And thus we have their preface supported with three reasons; two of them notorious falsities, and the third against themselves; and two examples, ‘the province of London, and the commissioners of the kirk-assembly.’ But certain, if canonical examples bind not, much less do apocryphal. Proceeding to avouch the trust put upon them by God, which is plainly proved to be none of this nature, ‘they would not be looked upon as sowers of sedition, or authors of divisive motions; their record,’ they say, ‘is in heaven,’ and their truth and honesty no man knows where. For is not this a shameless hypocrisy, and of mere wolves in sheep's clothing, to sow sedition in the ears of all men, and to face us down to the very act, that they are authors of no such matter? But let the sequel both of their paper, and the obedience of the place wherein they are, determine.

Nay, while we are yet writing these things, and foretelling all men the rebellion, which was even then designed in the close purpose of these unhallowed priestlings, at the very time when with their lips they disclaimed all sowing of sedition, news is brought, and too true, that the Scottish inhabitants of that province are actually revolted, and have not only besieged in Londonderry those forces, which were to have fought against Ormond and the Irish rebels; but have in a manner declared with them, and begun open war against the parliament; and all this by the incitement and illusions of that unchristian synagogue at Belfast, who yet dare charge the parliament, ‘that, notwithstanding specious pretences, yet their actings do evidence, that they love a rough garment to deceive.’ The deceit we own not, but the comparison, by what at first sight may seem alluded, we accept: for that hairy roughness assumed won Jacob the birthright both temporal and eternal; and God we trust hath so disposed the mouth of these Balaams, that, coming to curse, they have stumbled into a kind of blessing, and compared our actings to the faithful act of that patriarch.

:: Stored data ::
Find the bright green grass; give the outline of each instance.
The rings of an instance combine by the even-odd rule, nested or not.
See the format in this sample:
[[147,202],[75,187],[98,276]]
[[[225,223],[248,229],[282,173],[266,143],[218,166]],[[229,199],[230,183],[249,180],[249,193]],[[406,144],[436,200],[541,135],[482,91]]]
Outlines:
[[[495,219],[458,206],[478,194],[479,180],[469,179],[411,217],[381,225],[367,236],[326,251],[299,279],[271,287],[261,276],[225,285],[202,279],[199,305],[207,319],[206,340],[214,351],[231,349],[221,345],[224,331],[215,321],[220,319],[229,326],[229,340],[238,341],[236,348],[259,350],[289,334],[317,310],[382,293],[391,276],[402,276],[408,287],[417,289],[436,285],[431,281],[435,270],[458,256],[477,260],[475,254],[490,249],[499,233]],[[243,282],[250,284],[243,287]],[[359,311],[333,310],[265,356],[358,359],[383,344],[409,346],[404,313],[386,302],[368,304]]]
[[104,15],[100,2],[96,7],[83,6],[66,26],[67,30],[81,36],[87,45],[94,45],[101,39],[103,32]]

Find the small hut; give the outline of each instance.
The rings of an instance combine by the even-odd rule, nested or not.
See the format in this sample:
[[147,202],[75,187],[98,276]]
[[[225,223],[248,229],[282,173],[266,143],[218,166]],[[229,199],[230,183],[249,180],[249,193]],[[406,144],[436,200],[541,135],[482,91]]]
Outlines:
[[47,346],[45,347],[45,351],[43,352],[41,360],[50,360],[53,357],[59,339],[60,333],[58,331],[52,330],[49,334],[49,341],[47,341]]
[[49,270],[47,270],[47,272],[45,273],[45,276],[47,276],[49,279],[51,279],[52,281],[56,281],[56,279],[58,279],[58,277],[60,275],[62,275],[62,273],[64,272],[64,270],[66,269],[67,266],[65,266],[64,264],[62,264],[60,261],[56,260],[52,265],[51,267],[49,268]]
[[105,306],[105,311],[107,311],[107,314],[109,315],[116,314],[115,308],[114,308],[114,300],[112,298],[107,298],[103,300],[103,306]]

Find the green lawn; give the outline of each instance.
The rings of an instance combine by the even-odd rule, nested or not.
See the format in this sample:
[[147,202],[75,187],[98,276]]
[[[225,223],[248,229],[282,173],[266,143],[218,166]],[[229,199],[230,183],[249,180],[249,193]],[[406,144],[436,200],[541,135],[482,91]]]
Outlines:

:: Instruction 1 ::
In the passage attacking the Belfast clergy, which two examples support the preface?
:: Instruction 2 ::
Continue the passage attacking the Belfast clergy from the end of its final sentence.

:: Result 1 ::
The province of London and the commissioners of the kirk-assembly.

:: Result 2 ::
But if they mean, as more probably their meaning was, that ‘rough garment’ spoken of Zach. xiii. 4, we may then behold the pitiful store of learning and theology, which these deceivers have thought sufficient to uphold their credit with the people, who, though the rancour that leavens them have somewhat quickened the common drawling of their pulpit elocution, yet for want of stock enough in scripture-phrase to serve the necessary uses of their malice, they are become so liberal, as to part freely with their own budge-gowns from off their backs, and bestow them on the magistrate as a rough garment to deceive; rather than not be furnished with a reproach, though never so improper, never so odious to be turned upon themselves. For but with half an eye cast upon that text, any man will soon discern that rough garment to be their own coat, their own livery, the very badge and cognizance of such false prophets as themselves, who, when they understand, or ever seriously mind, the beginning of that 4th verse, may ‘be ashamed every one of his lying vision,’ and may justly fear that foregoing denouncement to such ‘as speak lies in the name of the Lord,’ verse 3, lurking under the rough garment of outward rigour and formality, whereby they cheat the simple. So that ‘this rough garment to deceive’ we bring ye once again, grave sirs, into your own vestry; or with Zachary shall not think much to fit it to your own shoulders. To bestow aught in good earnest on the magistrate, we know your classic priestship is too gripple, for ye are always begging: and for this rough gown to deceive, we are confident ye cannot spare it; it is your Sunday's gown, your every day gown, your only gown, the gown of your faculty; your divining gown; to take it from ye were sacrilege. Wear it therefore, and possess it yourselves, most grave and reverend Carmelites, that all men, both young and old, as we hope they will shortly, may yet better know ye, and distinguish ye by it; and give to your rough gown, wherever they meet it, whether in pulpit, classis, or provincial synod, the precedency and the pre-eminence of deceiving.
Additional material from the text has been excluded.